Larry Pinkard (born February 25, 1992) is an American football wide receiver who is currently a free agent. He played college football at Old Dominion. He was originally signed as an undrafted free agent by the Green Bay Packers. He has also played for the Oakland Raiders, Jacksonville Jaguars, and Cleveland Browns.

Professional career

Green Bay Packers
Pinkard was signed by the Green Bay Packers as an undrafted free agent on May 8, 2015. He was waived/injured on September 5, 2015 and placed on injured reserve. He was released on September 14, 2015.

Oakland Raiders
On December 15, 2015, Pinkard was signed to the Oakland Raiders' practice squad.

Jacksonville Jaguars
On April 17, 2017, Pinkard was signed by the Jacksonville Jaguars. He was waived on September 1, 2017. He was signed to the practice squad on September 12, 2017. He was promoted to the active roster on November 18, 2017. He was waived/injured on December 23, 2017 and was placed on injured reserve. On February 23, 2018, he was waived by the Jaguars.

_Job 1_: According to the Larry Pinkard text, on what date did Pinkard join the Oakland Raiders' practice squad?
_Job 2_: Transcribe the stretch of the Larry Pinkard text from "Professional career" through "by the Jaguars.".

_Given records_:
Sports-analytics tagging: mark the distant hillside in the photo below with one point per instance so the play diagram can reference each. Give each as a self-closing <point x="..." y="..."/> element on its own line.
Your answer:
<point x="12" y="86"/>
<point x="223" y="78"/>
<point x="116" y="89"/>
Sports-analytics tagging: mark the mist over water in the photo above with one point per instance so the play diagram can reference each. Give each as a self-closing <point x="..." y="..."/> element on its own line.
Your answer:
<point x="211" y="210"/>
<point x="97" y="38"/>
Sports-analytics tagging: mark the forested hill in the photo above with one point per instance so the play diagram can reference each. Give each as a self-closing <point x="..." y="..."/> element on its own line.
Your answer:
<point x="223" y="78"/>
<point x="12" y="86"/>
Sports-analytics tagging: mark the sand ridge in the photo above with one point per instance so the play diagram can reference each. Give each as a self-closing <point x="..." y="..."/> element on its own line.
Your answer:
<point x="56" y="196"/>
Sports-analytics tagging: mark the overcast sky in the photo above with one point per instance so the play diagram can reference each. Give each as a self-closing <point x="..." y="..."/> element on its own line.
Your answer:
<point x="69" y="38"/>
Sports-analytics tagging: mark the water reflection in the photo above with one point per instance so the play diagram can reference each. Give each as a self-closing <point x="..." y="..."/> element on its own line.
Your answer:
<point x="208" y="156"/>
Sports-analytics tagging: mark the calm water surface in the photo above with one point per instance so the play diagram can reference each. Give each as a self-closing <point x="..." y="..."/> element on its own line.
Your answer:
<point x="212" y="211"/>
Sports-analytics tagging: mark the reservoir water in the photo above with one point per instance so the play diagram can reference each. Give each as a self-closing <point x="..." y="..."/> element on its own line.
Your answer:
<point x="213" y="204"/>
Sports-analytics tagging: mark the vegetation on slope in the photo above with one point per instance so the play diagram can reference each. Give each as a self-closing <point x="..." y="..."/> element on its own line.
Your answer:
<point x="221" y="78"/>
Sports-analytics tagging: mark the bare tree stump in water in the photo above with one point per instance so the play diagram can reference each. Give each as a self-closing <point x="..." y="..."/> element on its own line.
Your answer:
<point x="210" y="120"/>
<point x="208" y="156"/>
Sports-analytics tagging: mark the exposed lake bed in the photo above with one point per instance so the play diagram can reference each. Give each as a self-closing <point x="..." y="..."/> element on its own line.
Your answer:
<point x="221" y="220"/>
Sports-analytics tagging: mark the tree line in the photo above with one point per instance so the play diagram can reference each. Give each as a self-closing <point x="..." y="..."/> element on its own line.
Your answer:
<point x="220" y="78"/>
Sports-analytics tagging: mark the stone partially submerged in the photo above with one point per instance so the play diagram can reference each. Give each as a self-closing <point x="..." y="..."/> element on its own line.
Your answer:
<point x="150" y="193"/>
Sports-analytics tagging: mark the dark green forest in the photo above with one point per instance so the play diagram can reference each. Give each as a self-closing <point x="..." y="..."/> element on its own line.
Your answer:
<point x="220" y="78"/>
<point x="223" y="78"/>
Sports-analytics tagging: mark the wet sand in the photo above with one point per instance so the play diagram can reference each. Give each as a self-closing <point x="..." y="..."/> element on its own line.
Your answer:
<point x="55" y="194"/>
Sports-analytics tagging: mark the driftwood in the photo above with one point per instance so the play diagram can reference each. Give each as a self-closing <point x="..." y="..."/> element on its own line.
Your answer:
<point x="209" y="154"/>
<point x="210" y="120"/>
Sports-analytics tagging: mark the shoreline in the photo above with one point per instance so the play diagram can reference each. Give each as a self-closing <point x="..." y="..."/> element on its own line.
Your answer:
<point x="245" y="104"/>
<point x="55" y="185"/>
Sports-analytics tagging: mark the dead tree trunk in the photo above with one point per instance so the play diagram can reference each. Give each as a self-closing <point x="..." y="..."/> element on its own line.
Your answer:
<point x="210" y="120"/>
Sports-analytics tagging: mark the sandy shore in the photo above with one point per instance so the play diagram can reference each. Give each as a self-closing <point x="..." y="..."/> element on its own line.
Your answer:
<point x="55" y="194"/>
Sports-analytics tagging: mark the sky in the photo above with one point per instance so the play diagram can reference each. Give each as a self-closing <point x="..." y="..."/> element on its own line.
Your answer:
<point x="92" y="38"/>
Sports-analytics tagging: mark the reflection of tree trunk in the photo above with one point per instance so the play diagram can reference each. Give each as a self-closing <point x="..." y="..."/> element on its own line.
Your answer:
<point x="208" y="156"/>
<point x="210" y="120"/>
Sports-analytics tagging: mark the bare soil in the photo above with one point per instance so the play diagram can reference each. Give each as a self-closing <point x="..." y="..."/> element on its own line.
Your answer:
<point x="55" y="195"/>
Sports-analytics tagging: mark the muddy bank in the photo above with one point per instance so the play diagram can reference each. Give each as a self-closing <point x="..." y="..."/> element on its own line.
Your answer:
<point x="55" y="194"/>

_Task result 1_: December 15, 2015

_Task result 2_:
Professional career

Green Bay Packers
Pinkard was signed by the Green Bay Packers as an undrafted free agent on May 8, 2015. He was waived/injured on September 5, 2015 and placed on injured reserve. He was released on September 14, 2015.

Oakland Raiders
On December 15, 2015, Pinkard was signed to the Oakland Raiders' practice squad.

Jacksonville Jaguars
On April 17, 2017, Pinkard was signed by the Jacksonville Jaguars. He was waived on September 1, 2017. He was signed to the practice squad on September 12, 2017. He was promoted to the active roster on November 18, 2017. He was waived/injured on December 23, 2017 and was placed on injured reserve. On February 23, 2018, he was waived by the Jaguars.